--- start Selected excerpt ---

Int'l Trust Co. v. Myers

Decision Date16 April 1925
Citation252 Mass. 94
CourtUnited States State Supreme Judicial Court of Massachusetts Supreme Court
PartiesINTERNATIONAL TRUST COMPANY v. SAMUEL A. MYERS & others.

January 19, 1925.

Present: RUGG, C.

J., BRALEY, CROSBY CARROLL, & WAIT, JJ.

Bankruptcy Composition, Partnership.

A partner indorsing a note of the partnership individually is a party different from the partnership and thereby may incur a double liability arising from the two contracts, one by the partnership as maker and one by himself as indorser.

An involuntary petition in bankruptcy was filed by partnership creditors against two partners doing business under a firm name. The partnership filed schedules of partnership assets and partnership debts, which included a claim on certain partnership notes which were signed by the firm name, were payable to the firm, and were indorsed by the firm name and also by the individual partners. Each partner, in the schedules relating to individual assets and liabilities, made affidavit "that he has no individual debts and no individual assets except household furniture and wearing apparel to the value of $300 claimed to be exempt under Revised Laws of Massachusetts, Chapter 177, Section 24." There was no adjudication in bankruptcy. An offer in composition was filed and was confirmed by the court. No notice was given to individual creditors and they were not given an opportunity to be heard. Subsequently, the holder in due course of the notes sought by a bill in equity to establish the liability of one of the partners as an indorser and to reach and apply his interest in the partnership. Held that

(1) The facts, that the offer of compromise was signed by the partners individually and that the confirmation by the court recited that it was in "the matter of." followed by the individual names of the partners, did not affect the partners' individual liability for their individual debts;

(2) The composition partook of the nature of a contract; (3) The plaintiff, not having been recognized as an individual creditor in the bankruptcy proceedings, was a stranger to the offer in composition and his debt was not discharged as to the liability of the individual partner as indorser;

(4) The plaintiff was entitled to maintain his bill.

--- end Selected excerpt ---
--- start Extracted material ---

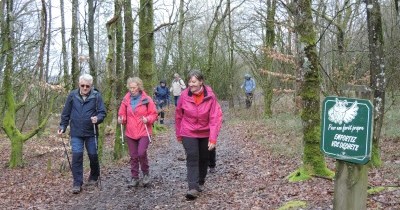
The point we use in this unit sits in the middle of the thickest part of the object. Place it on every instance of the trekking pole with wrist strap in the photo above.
(95, 141)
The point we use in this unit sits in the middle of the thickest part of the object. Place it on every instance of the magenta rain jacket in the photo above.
(134, 127)
(198, 121)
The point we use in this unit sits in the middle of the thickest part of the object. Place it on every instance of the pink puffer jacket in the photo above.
(134, 127)
(198, 121)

--- end Extracted material ---

■ **Your tasks**:
1 - Print the passage of the case summary starting with "Int'l Trust Co." and going on through "Present: RUGG, C.".
2 - For each statement, answer yes or no according to the case summary, and quote the words that decide it: (a) The partners were adjudicated bankrupt. (b) The court confirmed the offer in composition. (c) Individual creditors received notice of the composition.
The data was taken from a separate source and is not connected to the case summary.

■ **Per-task answers**:
1 -
Int'l Trust Co. v. Myers

Decision Date16 April 1925
Citation252 Mass. 94
CourtUnited States State Supreme Judicial Court of Massachusetts Supreme Court
PartiesINTERNATIONAL TRUST COMPANY v. SAMUEL A. MYERS & others.

January 19, 1925.

Present: RUGG, C.

2 -
(a) No: "There was no adjudication in bankruptcy."
(b) Yes: "An offer in composition was filed and was confirmed by the court."
(c) No: "No notice was given to individual creditors and they were not given an opportunity to be heard."